From the listing below, pull out each line that contains the word "label".

> _Dataset excerpts_:
----

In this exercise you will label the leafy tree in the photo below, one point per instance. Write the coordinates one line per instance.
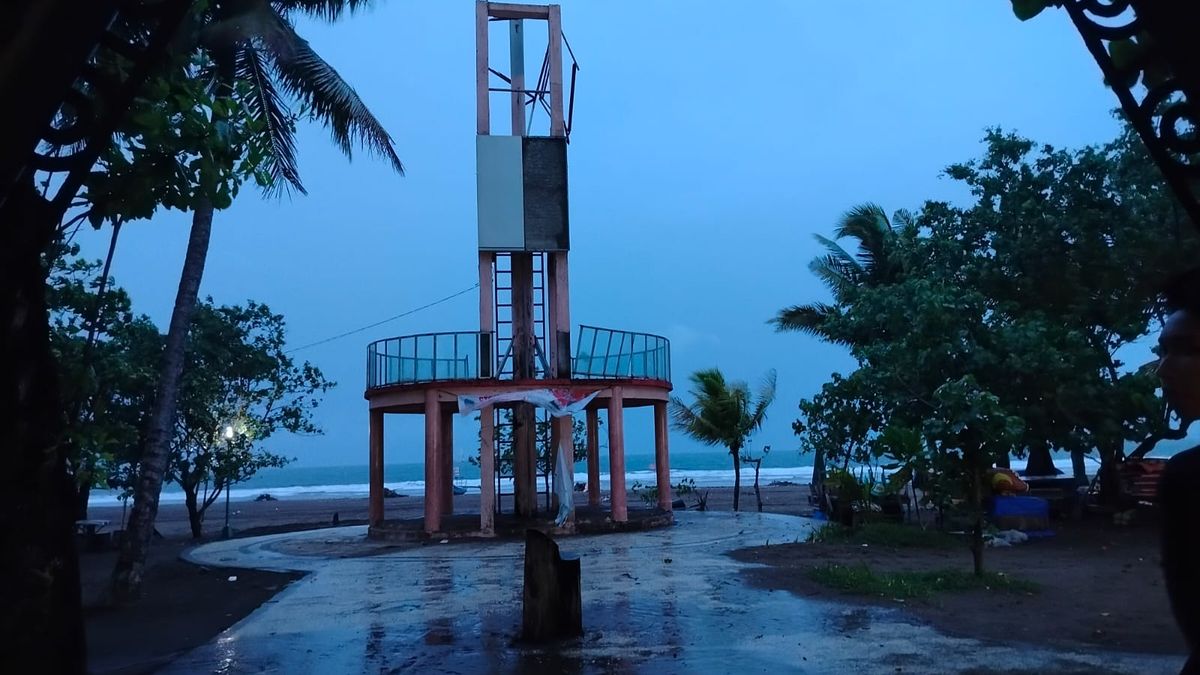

----

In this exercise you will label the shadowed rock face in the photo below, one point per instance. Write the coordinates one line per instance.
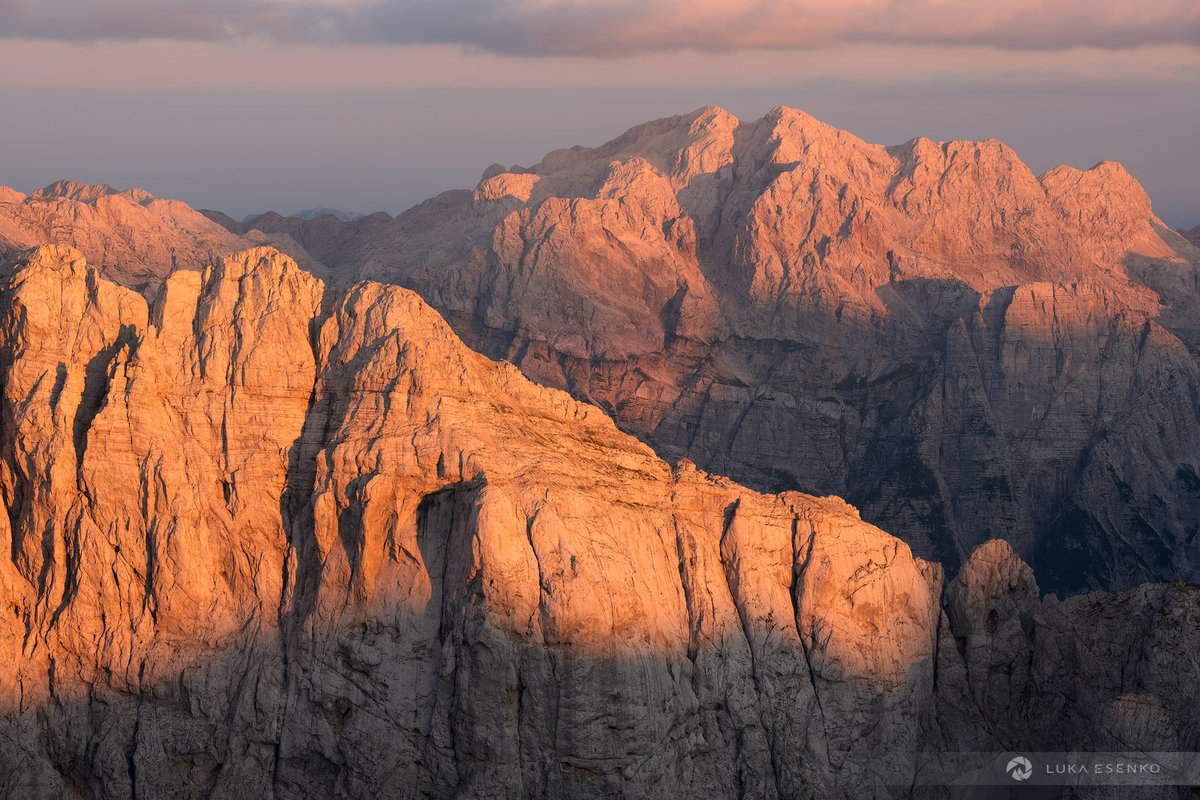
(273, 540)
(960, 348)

----

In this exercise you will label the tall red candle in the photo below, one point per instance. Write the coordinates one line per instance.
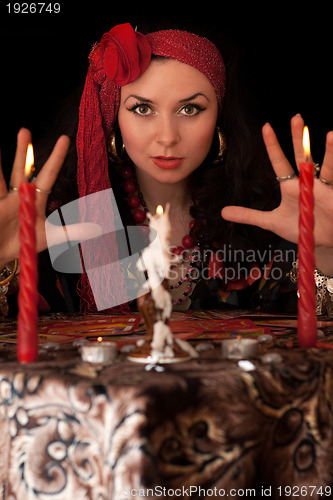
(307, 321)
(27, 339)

----

> _Response to the exercise_:
In this exercise you will label the leafy tree in the photo below, one point per instance. Write the coordinates one line per instance.
In this exercise you will label the shadowed rock face in the photo below, one point per instance. Write the coordinates one line per instance.
In this exercise you will label the tall red candle in the photo below, one point per instance. Write the coordinates one line per instance.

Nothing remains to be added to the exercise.